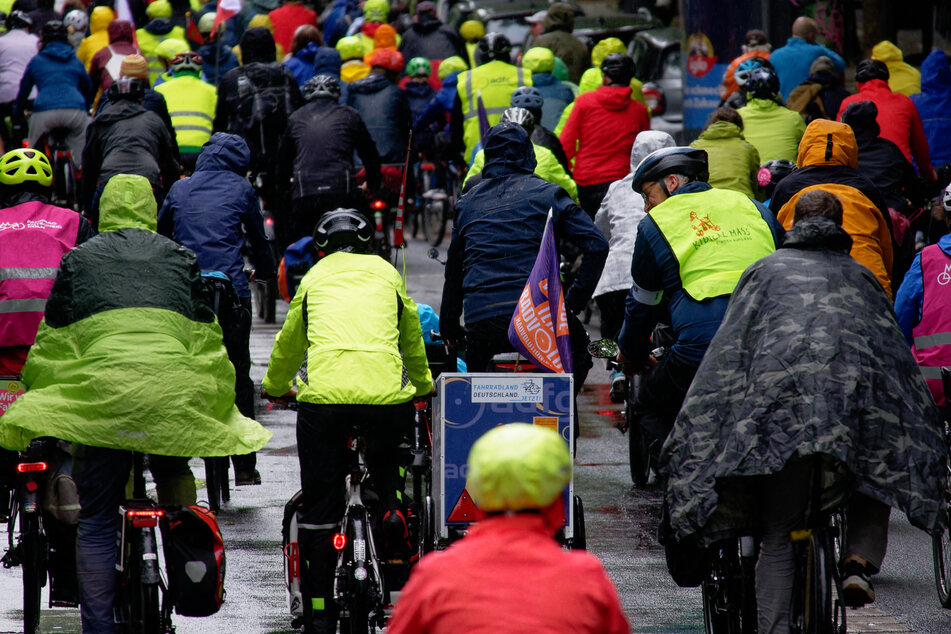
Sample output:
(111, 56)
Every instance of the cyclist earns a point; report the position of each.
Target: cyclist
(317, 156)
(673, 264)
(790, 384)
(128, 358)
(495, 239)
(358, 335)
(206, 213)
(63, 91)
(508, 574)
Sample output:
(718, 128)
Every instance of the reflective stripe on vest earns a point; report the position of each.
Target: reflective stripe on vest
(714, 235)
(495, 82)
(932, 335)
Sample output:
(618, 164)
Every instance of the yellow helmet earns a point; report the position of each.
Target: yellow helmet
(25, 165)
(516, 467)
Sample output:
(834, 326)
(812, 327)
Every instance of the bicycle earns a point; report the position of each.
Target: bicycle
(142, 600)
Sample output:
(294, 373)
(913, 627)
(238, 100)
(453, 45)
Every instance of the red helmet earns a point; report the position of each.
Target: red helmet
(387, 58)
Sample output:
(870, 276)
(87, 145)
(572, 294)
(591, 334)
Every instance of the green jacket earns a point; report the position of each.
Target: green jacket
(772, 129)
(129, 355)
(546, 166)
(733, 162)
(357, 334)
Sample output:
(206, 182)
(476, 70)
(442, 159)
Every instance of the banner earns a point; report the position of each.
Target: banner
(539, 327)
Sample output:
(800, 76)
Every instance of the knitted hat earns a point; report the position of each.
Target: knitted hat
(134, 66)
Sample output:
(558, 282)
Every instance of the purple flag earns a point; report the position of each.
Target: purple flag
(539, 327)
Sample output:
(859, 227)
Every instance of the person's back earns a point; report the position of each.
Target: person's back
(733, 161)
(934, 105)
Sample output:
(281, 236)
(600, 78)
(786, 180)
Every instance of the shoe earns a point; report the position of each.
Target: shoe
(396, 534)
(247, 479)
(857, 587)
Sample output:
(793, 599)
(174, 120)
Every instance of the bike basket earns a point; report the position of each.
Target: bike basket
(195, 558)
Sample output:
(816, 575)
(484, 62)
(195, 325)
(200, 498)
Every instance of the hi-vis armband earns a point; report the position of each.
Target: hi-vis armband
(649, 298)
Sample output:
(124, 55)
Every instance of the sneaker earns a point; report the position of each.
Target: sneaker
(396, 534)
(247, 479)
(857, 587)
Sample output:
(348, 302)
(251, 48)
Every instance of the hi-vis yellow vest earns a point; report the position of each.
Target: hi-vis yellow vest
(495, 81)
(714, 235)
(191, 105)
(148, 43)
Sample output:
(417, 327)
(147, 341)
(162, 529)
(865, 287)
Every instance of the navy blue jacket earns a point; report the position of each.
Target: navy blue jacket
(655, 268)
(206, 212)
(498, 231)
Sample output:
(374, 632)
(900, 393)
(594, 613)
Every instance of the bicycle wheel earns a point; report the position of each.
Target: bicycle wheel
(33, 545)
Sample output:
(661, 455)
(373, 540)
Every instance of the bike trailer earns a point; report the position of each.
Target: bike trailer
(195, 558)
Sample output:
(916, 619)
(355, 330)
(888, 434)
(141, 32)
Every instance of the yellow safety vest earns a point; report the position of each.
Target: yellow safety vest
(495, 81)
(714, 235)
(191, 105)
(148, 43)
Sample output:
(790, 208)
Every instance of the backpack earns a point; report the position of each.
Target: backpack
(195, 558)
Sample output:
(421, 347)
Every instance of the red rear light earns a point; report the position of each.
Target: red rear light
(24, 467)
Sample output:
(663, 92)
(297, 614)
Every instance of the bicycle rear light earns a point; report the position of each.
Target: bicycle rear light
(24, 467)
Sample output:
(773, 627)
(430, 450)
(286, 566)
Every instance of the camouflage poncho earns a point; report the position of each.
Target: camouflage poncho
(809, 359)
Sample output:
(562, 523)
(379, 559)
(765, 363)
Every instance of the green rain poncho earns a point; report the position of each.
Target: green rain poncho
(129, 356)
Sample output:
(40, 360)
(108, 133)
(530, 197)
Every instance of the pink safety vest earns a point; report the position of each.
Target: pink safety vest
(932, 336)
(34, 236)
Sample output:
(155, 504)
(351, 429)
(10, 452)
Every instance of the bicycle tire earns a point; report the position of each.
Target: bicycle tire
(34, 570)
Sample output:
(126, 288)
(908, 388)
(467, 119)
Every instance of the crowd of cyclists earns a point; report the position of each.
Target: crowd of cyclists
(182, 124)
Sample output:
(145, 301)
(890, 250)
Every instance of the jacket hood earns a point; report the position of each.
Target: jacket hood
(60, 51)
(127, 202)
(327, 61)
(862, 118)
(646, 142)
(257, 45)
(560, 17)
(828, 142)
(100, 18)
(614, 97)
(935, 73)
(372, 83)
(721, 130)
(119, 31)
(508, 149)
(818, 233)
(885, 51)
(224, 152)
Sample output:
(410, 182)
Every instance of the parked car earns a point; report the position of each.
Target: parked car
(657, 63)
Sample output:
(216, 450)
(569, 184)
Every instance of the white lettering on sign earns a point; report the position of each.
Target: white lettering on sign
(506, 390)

...

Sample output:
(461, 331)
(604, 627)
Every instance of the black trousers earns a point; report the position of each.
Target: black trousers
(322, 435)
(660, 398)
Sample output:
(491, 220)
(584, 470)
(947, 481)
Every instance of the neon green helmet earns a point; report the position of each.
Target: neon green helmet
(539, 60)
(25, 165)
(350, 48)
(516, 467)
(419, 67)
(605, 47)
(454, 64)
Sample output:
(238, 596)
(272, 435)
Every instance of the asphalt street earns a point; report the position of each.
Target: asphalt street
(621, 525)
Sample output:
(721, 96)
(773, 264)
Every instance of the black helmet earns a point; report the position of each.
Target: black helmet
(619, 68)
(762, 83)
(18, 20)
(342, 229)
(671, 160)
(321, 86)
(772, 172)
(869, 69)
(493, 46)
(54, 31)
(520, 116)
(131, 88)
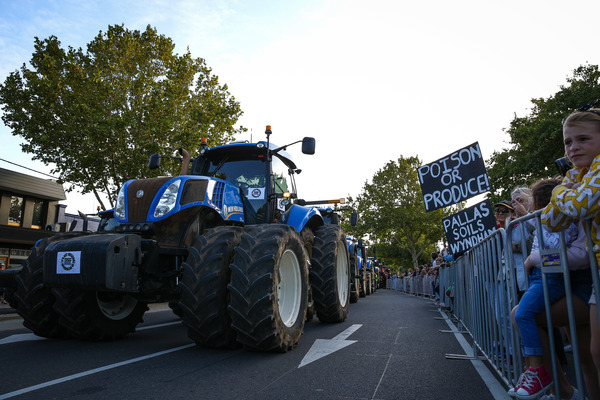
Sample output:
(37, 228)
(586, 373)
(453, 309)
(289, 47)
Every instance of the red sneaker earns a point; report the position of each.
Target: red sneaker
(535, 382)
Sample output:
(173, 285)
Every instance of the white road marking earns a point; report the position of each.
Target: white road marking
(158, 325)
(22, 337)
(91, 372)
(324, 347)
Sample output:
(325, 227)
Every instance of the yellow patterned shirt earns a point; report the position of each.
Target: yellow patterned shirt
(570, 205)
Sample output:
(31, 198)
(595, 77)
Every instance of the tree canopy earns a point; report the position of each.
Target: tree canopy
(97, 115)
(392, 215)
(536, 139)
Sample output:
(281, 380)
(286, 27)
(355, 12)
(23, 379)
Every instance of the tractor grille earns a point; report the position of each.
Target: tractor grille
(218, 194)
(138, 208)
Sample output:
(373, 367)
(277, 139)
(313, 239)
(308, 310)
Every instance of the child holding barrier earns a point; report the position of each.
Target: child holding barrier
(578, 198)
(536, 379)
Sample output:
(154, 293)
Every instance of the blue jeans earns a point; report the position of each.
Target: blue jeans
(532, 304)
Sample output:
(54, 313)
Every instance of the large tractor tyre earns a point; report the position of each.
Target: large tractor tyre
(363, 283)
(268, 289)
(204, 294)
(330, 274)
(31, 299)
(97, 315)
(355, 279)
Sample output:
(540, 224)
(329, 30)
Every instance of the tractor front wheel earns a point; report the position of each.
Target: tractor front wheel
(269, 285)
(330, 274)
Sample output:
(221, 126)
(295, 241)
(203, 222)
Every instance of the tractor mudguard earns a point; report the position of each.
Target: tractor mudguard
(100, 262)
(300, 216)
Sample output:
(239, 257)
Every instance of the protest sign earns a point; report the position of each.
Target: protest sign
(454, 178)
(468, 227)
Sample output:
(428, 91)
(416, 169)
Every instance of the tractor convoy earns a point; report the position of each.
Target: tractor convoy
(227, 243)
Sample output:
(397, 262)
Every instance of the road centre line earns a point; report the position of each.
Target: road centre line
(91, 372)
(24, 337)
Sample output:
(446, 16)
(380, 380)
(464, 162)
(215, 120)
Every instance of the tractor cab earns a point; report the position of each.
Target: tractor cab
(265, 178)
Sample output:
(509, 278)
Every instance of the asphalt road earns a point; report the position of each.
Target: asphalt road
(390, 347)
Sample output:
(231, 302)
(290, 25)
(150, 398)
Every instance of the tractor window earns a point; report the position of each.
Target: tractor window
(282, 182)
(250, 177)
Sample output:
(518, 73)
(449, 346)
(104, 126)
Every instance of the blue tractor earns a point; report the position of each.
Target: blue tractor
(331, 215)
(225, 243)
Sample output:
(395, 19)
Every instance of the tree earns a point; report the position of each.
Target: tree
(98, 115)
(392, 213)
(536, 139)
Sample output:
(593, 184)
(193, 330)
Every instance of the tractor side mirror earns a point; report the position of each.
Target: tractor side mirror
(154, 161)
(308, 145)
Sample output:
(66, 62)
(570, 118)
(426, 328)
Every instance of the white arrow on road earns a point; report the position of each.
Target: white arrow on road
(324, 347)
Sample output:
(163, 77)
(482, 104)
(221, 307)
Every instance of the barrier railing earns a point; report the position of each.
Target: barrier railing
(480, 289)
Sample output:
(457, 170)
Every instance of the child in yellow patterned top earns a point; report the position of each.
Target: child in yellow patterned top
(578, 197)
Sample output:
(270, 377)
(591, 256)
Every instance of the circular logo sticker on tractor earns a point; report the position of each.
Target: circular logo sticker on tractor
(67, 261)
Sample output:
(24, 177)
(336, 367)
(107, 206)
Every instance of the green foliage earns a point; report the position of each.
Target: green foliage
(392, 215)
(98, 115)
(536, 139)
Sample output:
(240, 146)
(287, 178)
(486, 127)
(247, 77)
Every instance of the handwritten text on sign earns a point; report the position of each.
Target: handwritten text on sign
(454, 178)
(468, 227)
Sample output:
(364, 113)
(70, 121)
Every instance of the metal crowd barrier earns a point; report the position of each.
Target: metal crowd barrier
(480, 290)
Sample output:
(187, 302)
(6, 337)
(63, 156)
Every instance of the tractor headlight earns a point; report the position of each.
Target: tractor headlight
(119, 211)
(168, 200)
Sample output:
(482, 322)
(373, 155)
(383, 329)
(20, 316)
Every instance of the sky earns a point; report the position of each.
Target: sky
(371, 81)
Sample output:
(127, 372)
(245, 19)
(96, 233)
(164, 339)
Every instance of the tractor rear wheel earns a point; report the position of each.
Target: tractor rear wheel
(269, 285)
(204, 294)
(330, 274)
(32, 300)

==

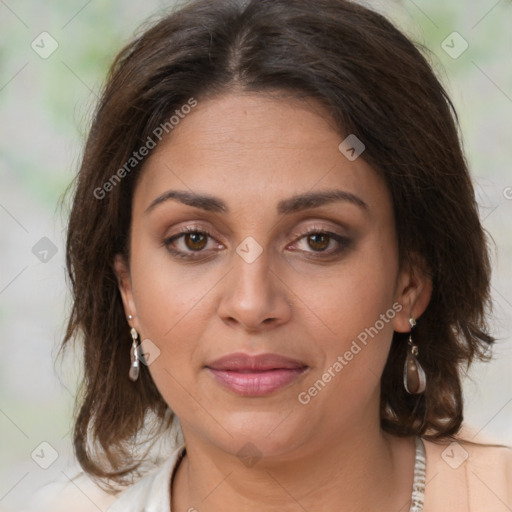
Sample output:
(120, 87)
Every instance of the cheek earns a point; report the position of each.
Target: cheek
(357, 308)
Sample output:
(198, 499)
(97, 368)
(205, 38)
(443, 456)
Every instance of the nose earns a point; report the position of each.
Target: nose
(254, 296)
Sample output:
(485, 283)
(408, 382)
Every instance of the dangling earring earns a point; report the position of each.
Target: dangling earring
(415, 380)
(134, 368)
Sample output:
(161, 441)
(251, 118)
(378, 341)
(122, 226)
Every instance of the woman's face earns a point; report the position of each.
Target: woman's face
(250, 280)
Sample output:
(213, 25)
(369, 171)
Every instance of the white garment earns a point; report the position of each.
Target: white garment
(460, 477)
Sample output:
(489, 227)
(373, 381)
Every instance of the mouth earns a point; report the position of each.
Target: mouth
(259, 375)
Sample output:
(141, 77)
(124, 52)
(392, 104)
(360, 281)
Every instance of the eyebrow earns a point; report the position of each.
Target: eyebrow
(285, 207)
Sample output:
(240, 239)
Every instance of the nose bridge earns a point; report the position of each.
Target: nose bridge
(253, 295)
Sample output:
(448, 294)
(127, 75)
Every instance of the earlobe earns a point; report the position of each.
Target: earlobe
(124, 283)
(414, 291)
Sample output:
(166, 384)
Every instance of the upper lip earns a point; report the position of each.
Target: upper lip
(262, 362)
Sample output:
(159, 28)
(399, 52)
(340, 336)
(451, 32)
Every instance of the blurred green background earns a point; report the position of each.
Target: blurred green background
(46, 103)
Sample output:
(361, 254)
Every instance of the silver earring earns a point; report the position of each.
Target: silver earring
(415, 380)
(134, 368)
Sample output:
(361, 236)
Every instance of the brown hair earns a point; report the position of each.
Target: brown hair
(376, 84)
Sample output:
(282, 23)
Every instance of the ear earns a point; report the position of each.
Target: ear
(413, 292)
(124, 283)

• _Task brief_
Look above for the line with "Target: green jacket" and the line with "Every instance of the knitted". Write out those two lines and all the lines between them, exactly, and no others.

• _Solution_
Target: green jacket
(772, 129)
(129, 355)
(546, 166)
(733, 162)
(357, 334)
Sample output:
(206, 182)
(476, 70)
(442, 159)
Every instance of the banner earns a point; report the position of each.
Target: banner
(539, 327)
Sample output:
(800, 76)
Every instance of the knitted hat earns a point; report the position of each.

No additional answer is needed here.